> [ФРАГМЕНТ ТЕКСТА]:
★ ★ ★ ★ ★
Изменить стиль страницы

Вот среди записей, датировавшихся 1930 годом[34], такая: «Обвиняли его в том, что он ездил в баню на автомобиле. Он же доказывал, что уже 16 лет не был в бане». Это сюжет рассказа «Гибельное опровержение», опубликованного в «Чудаке» в 1929 г. Зачем могло понадобиться Ильфу записывать сюжет уже опубликованного рассказа?

Или такие записи в книжке, печатавшейся под датой 1929: «Я пришел к вам как юридическое лицо к юридическому лицу», «Загорелся сыр-божий». Эти выражения использованы в повести «Светлая личность» в 1928 г. Неужели Ильф цитировал самого себя? Смущали не только несовпадения с датами публикаций. Вызывало сомнение, например, что известный лексикон людоедки Эллочки, все 17 словечек в том каноническом порядке, в каком вошли они в роман «Двенадцать стульев», отнесен к числу записей Ильфа 1926 г. Не верилось, что такой вот отшлифованный кусок мог быть написан одним из соавторов за год до начала совместной работы.
★ ★ ★ ★ ★
> [СПИСОК ДАННЫХ]:
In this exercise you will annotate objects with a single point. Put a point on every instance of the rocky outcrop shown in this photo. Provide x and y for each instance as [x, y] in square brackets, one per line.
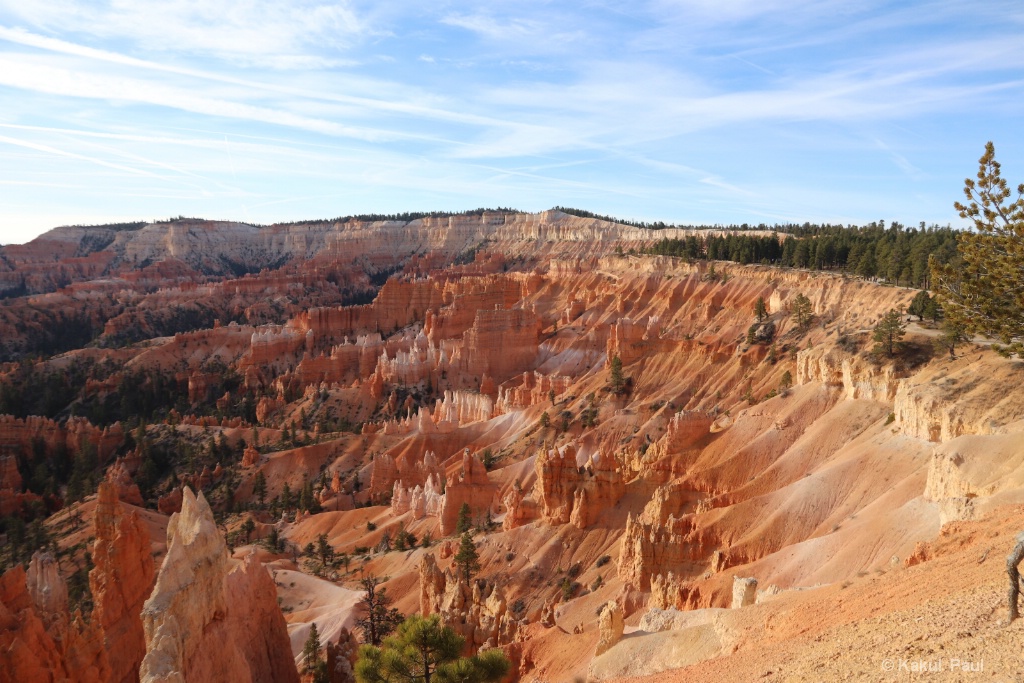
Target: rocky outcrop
[576, 495]
[37, 644]
[203, 624]
[46, 587]
[557, 478]
[858, 378]
[744, 592]
[469, 486]
[650, 549]
[341, 657]
[120, 479]
[610, 625]
[120, 581]
[476, 610]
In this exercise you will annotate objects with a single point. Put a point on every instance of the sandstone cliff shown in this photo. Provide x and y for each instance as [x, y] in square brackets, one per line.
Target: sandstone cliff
[205, 623]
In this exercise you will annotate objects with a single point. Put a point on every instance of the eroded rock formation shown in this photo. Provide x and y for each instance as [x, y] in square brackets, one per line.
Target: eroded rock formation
[205, 623]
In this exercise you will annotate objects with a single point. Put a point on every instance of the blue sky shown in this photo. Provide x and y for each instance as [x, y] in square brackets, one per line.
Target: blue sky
[682, 111]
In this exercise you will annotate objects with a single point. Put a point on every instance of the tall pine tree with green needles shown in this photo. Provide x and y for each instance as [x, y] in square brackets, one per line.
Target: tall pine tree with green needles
[760, 309]
[984, 293]
[467, 558]
[889, 332]
[465, 522]
[311, 649]
[377, 617]
[425, 650]
[920, 305]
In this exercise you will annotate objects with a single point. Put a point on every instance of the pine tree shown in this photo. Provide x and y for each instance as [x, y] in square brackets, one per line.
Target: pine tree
[952, 334]
[985, 292]
[377, 617]
[889, 332]
[311, 649]
[424, 649]
[248, 526]
[467, 558]
[920, 304]
[464, 522]
[760, 309]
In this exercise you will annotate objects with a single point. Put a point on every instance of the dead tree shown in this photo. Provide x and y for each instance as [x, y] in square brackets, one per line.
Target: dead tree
[1013, 560]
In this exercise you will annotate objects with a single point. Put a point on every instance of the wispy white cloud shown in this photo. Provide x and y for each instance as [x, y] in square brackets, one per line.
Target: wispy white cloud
[654, 109]
[252, 32]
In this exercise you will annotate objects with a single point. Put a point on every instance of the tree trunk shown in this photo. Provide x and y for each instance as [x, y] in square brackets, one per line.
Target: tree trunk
[1013, 560]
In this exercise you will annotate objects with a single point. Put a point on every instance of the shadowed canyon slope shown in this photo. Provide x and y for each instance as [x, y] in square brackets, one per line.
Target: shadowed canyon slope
[631, 444]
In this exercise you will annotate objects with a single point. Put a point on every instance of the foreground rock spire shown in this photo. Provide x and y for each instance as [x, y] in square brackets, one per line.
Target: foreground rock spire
[205, 623]
[120, 581]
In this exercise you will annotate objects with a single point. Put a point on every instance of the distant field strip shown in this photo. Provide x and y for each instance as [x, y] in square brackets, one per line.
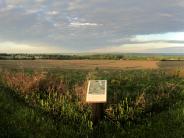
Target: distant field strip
[78, 64]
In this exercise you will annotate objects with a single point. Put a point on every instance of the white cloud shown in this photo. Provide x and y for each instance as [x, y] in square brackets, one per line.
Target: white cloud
[79, 24]
[53, 13]
[11, 47]
[172, 36]
[138, 48]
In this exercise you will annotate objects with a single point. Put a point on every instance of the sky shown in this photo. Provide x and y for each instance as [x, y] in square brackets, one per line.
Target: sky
[101, 26]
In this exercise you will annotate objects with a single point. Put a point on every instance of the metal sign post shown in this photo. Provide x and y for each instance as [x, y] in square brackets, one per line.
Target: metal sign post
[97, 96]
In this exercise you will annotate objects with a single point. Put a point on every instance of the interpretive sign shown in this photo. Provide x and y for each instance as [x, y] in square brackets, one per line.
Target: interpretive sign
[97, 91]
★ ★ ★ ★ ★
> [ЦЕЛЬ]:
Выведите без изменений отрывок из текста о записных книжках Ильфа: начните со слов «Или такие записи» и продолжайте вплоть до слов «начала совместной работы.» включительно.

> [ИТОГОВЫЙ ОТВЕТ]:
Или такие записи в книжке, печатавшейся под датой 1929: «Я пришел к вам как юридическое лицо к юридическому лицу», «Загорелся сыр-божий». Эти выражения использованы в повести «Светлая личность» в 1928 г. Неужели Ильф цитировал самого себя? Смущали не только несовпадения с датами публикаций. Вызывало сомнение, например, что известный лексикон людоедки Эллочки, все 17 словечек в том каноническом порядке, в каком вошли они в роман «Двенадцать стульев», отнесен к числу записей Ильфа 1926 г. Не верилось, что такой вот отшлифованный кусок мог быть написан одним из соавторов за год до начала совместной работы.